§ **Provided passage**

** BEGIN **

Spruce Finance Letter


Marc J. Zeitlin
23501 Fir Drive
Tehachapi, CA 93561
marc_zeitlin@alum.mit.edu

September 9, 2016
Mr. Nat Kreamer (CEO)
Spruce Financial
201 Mission Street
San Francisco, CA 94105

Dear Mr. Kreamer:

Until very recently, I was laboring under the misapprehension that ATT’s customer service was the worst possible (with United Airlines and Verizon Wireless running a close 2nd and 3rd, in no particular order). However, Spruce Finance has, in the manner of Usain Bolt, sprinted into the lead. Let me give you some background.

Approximately 4 years ago we had a solar system installed at our house in Tehachapi by “Realgoods Solar” with a 20 year lease. Apparently they have sold their existing customers, ourselves included, to you, for reasons that I cannot possibly fathom. Improving customer service (which was never stellar, but was at least passable) certainly wasn’t one of the reasons (or if it was, achieving it hasn’t occurred). We have had a few minor issues with the system over the 4 year period, one of which involved a failed “Envoy” unit which prevented us from monitoring our own power production.

Which brings us to our current situation. On August 5th of this year, on or about, our Envoy unit failed again while we were away on vacation. When we got back on August 24th or thereabouts I called Enlighten for service, (since they had serviced the Envoy last time) and they pointed me to Spruce Financial. I had not been informed by Realgoods that we had been transferred so I called them first and they confirmed that Spruce was the vendor to contact.

I called Spruce’s “Customer Service” number (I assume that name is intended to be ironic, yes? It certainly bears little if any resemblance to what normally passes for “customer service” in the real world) and after waiting on hold for a good 10 - 15 minutes, was connected with “Farrah” (sp). I will only use your customer service representative’s first names, because (although you have all of MY personal data - name, address, phone #, email address, etc.), no-one at Spruce will give me their last names or any direct contact info. So Farrah collects my info and promptly informs me that Spruce does not support me and that I should contact someone else (no indication of whom that might be, however). After a bit of discussion, I convinced her to look into the situation a bit more deeply and she determined that you were, in fact, responsible for servicing our system. She then sent me an email indicating that:

“I will be reaching out to our monitoring team to let them know that you have completed the questionnaire and to see whom we will be sending out to come take a further look into the monitoring issue, we appreciate all your patience.”

** END **

§ **Data excerpts**
** BEGIN **

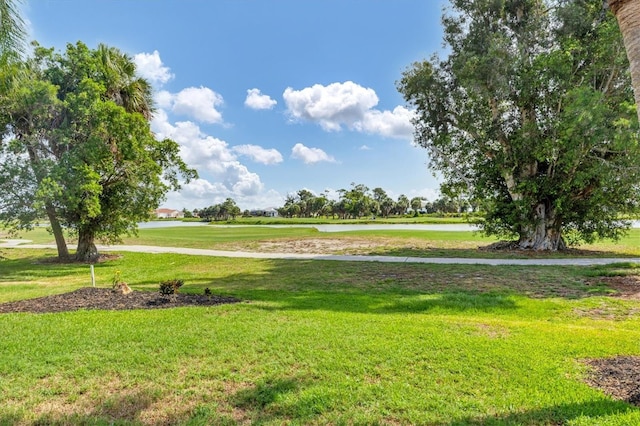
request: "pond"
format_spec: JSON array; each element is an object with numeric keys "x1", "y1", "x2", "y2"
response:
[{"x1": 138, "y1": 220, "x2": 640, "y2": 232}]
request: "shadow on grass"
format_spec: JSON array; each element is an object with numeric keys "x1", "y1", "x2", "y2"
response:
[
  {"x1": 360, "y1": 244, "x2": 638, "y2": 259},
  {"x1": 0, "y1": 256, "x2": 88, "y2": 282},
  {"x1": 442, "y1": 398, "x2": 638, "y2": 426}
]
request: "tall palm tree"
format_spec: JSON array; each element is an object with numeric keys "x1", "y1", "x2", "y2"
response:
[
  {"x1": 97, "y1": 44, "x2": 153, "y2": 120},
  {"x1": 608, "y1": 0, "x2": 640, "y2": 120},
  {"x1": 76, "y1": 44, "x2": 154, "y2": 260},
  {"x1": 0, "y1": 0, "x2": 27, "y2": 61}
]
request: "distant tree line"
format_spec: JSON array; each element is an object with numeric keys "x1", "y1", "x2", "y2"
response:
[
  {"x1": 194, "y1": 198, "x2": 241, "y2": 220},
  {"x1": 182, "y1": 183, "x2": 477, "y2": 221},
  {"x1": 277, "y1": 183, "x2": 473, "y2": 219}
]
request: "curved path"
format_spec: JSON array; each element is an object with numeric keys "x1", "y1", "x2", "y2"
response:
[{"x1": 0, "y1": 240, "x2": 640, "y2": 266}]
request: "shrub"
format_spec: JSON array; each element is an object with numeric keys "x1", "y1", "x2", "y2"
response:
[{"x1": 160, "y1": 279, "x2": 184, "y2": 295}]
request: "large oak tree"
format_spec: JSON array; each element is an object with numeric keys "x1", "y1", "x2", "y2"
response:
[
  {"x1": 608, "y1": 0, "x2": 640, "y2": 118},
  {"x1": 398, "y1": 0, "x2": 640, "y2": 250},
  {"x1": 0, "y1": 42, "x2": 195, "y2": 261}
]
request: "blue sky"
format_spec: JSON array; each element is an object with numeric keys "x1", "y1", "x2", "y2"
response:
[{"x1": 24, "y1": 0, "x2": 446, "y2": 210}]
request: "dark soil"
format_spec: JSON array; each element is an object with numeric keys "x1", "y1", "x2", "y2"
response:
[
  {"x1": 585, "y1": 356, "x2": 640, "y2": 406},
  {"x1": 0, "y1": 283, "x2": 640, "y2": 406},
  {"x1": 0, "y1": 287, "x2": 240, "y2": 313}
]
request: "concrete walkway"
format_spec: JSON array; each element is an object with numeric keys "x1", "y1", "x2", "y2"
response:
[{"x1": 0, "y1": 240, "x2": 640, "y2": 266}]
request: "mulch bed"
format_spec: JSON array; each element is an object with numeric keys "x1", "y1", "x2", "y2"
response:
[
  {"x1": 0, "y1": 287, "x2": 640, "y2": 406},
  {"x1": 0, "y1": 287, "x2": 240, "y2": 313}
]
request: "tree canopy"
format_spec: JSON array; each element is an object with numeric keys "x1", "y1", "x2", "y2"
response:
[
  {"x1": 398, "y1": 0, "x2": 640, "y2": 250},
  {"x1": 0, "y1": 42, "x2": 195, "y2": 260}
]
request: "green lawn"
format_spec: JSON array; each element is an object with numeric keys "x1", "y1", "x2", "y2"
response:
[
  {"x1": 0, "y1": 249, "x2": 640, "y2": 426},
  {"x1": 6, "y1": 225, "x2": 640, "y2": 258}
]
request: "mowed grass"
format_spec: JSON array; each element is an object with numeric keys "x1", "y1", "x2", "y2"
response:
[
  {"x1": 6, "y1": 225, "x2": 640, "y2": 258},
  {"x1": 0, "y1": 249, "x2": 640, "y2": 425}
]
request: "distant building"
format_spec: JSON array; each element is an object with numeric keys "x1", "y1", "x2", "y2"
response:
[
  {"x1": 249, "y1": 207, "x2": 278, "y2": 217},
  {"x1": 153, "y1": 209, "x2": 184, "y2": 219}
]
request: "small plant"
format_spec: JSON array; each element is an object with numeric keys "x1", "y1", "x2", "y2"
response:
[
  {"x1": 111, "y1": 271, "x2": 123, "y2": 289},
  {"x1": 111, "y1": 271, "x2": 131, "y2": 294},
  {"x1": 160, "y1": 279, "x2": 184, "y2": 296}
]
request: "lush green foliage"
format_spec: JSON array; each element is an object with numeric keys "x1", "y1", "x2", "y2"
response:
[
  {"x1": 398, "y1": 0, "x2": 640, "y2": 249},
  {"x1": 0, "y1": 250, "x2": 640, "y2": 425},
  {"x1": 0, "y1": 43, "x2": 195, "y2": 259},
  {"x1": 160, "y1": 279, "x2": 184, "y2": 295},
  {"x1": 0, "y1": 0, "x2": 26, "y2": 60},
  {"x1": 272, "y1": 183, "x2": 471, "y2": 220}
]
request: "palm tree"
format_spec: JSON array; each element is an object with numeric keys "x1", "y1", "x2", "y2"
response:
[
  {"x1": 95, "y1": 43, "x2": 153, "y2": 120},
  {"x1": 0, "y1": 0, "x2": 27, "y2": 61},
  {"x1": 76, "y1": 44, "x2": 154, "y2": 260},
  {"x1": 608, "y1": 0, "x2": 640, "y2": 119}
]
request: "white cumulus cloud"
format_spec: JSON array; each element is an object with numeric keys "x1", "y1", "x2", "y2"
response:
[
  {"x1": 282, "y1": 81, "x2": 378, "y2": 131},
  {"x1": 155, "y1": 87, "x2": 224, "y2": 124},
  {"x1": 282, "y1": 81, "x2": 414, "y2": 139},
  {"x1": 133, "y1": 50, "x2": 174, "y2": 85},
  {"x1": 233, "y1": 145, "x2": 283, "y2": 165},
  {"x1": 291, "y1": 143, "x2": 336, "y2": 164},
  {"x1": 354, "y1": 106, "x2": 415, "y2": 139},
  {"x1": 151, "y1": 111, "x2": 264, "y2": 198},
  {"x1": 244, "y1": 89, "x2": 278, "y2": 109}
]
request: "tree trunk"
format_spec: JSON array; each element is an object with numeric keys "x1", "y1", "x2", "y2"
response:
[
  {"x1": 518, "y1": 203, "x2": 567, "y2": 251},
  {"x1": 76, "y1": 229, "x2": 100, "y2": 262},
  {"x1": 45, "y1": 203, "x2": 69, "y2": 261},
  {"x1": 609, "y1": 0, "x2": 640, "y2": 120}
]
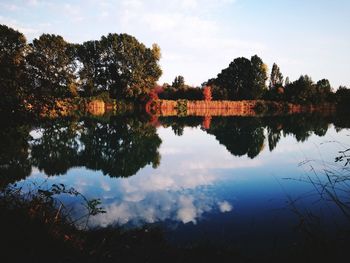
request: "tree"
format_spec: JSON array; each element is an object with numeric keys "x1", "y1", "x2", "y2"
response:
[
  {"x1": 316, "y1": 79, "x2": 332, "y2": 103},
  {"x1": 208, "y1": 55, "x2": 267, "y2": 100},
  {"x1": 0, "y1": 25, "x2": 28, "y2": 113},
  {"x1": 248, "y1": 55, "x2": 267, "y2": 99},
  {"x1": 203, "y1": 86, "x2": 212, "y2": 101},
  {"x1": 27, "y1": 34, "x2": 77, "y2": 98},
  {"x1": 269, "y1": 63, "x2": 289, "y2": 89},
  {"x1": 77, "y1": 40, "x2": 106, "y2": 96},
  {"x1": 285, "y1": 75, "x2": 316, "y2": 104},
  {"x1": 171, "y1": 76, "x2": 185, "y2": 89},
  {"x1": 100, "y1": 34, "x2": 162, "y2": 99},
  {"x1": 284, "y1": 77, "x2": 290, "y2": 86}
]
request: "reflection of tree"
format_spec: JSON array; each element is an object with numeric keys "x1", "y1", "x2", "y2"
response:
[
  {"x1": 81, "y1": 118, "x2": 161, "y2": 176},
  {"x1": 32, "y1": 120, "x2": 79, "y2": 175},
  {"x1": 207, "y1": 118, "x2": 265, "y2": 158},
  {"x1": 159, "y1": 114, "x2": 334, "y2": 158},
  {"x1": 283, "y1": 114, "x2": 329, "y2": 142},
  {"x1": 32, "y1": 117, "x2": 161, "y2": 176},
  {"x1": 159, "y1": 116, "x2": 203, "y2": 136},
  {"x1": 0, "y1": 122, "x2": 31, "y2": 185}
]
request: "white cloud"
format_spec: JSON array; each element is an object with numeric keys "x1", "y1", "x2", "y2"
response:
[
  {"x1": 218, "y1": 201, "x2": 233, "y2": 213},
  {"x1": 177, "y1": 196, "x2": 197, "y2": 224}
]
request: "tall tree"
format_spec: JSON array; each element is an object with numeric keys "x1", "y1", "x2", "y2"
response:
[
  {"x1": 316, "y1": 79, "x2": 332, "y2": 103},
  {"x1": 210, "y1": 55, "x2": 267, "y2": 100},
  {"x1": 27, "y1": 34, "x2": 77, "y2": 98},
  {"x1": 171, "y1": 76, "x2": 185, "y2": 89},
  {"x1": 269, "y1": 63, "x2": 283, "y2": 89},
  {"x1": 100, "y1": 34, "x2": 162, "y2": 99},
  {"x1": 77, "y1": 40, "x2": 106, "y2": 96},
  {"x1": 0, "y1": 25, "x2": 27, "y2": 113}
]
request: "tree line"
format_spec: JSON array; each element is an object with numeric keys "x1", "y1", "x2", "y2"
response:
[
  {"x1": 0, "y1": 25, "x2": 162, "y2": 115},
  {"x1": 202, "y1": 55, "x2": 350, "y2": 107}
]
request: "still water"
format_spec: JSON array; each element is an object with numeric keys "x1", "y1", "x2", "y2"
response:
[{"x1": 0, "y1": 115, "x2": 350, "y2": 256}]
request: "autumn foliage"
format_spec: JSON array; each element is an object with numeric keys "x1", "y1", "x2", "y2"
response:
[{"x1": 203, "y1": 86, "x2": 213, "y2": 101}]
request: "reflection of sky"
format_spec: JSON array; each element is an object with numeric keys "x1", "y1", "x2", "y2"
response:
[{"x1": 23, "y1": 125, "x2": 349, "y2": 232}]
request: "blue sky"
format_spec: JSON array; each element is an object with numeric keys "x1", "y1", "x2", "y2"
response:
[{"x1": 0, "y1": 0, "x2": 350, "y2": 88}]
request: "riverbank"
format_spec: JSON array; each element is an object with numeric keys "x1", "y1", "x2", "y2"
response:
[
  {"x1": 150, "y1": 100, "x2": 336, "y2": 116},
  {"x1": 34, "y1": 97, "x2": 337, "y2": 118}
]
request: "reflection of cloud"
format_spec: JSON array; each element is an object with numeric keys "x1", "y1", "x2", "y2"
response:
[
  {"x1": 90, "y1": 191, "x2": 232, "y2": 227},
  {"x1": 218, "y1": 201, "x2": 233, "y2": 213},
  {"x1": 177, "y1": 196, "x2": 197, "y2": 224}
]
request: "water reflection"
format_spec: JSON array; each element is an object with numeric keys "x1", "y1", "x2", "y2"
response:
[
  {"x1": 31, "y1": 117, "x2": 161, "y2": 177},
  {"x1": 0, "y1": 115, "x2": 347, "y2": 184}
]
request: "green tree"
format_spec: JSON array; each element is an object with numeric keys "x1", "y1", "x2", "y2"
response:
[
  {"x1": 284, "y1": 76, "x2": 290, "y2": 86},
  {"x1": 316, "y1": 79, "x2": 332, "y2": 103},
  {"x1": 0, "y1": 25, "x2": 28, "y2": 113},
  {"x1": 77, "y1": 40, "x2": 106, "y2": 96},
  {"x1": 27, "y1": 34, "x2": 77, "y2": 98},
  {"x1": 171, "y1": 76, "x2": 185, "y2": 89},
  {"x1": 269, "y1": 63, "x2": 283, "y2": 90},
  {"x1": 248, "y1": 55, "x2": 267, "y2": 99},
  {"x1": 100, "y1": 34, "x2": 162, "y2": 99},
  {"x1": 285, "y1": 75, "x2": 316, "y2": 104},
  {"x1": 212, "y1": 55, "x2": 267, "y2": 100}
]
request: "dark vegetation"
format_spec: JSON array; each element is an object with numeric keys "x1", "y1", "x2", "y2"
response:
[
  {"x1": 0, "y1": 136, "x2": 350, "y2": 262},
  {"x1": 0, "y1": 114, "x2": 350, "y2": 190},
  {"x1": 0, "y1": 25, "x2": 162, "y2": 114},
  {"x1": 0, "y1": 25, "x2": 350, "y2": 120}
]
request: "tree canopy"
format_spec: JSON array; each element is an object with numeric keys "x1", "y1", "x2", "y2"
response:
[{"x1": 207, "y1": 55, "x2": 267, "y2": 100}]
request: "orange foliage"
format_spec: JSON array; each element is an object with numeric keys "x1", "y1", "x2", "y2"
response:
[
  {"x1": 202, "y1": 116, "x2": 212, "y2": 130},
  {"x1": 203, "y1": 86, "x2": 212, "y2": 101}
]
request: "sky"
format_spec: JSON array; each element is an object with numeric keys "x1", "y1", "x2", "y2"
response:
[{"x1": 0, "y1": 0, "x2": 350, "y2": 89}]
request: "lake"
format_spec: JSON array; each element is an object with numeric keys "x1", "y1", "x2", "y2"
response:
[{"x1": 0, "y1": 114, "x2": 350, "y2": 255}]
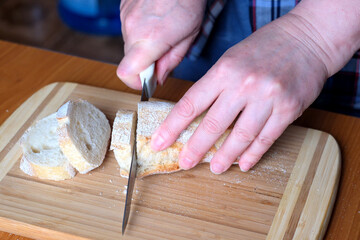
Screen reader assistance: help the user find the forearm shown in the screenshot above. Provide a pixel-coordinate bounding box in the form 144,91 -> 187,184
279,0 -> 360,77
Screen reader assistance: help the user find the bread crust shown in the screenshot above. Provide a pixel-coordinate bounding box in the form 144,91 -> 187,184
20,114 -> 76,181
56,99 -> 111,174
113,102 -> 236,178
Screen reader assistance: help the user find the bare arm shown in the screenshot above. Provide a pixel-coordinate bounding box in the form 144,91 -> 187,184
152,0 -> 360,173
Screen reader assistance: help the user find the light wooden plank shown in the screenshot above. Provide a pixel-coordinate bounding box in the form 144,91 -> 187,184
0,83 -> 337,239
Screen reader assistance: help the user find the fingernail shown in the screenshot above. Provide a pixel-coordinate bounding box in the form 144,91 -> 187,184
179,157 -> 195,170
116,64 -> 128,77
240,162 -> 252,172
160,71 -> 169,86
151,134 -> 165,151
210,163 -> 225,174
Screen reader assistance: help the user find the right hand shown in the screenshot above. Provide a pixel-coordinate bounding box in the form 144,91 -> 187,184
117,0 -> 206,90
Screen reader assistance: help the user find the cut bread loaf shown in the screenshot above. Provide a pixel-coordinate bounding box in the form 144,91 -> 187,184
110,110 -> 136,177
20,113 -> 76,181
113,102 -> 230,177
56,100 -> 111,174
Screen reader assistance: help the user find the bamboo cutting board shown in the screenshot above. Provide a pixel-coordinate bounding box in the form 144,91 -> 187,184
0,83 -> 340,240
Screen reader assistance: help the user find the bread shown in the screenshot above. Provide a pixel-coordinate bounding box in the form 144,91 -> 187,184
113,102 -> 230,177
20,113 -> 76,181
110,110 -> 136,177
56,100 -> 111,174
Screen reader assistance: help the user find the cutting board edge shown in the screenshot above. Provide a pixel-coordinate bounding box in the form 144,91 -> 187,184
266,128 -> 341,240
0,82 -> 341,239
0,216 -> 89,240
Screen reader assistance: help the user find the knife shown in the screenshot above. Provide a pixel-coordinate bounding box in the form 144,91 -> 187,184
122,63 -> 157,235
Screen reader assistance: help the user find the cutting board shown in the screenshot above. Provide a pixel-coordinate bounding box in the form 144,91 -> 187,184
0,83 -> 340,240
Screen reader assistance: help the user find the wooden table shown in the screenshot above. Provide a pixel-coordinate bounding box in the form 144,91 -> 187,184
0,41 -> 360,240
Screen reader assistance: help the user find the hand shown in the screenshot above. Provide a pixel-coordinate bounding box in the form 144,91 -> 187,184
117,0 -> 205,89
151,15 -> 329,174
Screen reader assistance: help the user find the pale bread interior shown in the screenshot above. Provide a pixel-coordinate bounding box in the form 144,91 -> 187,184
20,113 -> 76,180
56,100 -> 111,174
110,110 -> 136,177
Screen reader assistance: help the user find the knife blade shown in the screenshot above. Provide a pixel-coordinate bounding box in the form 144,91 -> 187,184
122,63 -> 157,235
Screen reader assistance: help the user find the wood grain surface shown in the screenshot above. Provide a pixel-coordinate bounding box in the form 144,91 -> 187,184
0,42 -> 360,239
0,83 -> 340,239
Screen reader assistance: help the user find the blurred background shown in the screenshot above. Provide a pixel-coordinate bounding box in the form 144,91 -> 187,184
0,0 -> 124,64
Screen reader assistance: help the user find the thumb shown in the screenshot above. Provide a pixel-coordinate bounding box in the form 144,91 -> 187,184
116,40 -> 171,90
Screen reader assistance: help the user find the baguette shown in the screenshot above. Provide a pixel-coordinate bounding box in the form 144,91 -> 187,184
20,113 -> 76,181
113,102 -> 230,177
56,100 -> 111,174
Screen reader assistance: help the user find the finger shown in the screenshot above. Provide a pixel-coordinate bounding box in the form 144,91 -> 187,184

** END **

§ **Exercise requirements**
A. Condense the paragraph of the letter beginning "Which brings us to our current situation" into a short bulleted list that keeps its main facts.
B. According to the letter, how long did the writer wait on hold before reaching a Spruce representative?
C. Reproduce the stretch of the letter from "Until very recently, I" through "you some background.".
The items were drawn from a separate source and bear no relation to the letter.

§ **Answers to the tasks**
A.
- The Envoy unit failed again on or about August 5th, while the writer was away on vacation.
- After returning around August 24th, the writer called Enlighten, which had serviced the Envoy before. Enlighten referred the writer to Spruce Financial.
- Realgoods had not told the writer about the transfer. When called, Realgoods confirmed that Spruce was the vendor to contact.

B. A good 10 to 15 minutes.

C.
Until very recently, I was laboring under the misapprehension that ATT’s customer service was the worst possible (with United Airlines and Verizon Wireless running a close 2nd and 3rd, in no particular order). However, Spruce Finance has, in the manner of Usain Bolt, sprinted into the lead. Let me give you some background.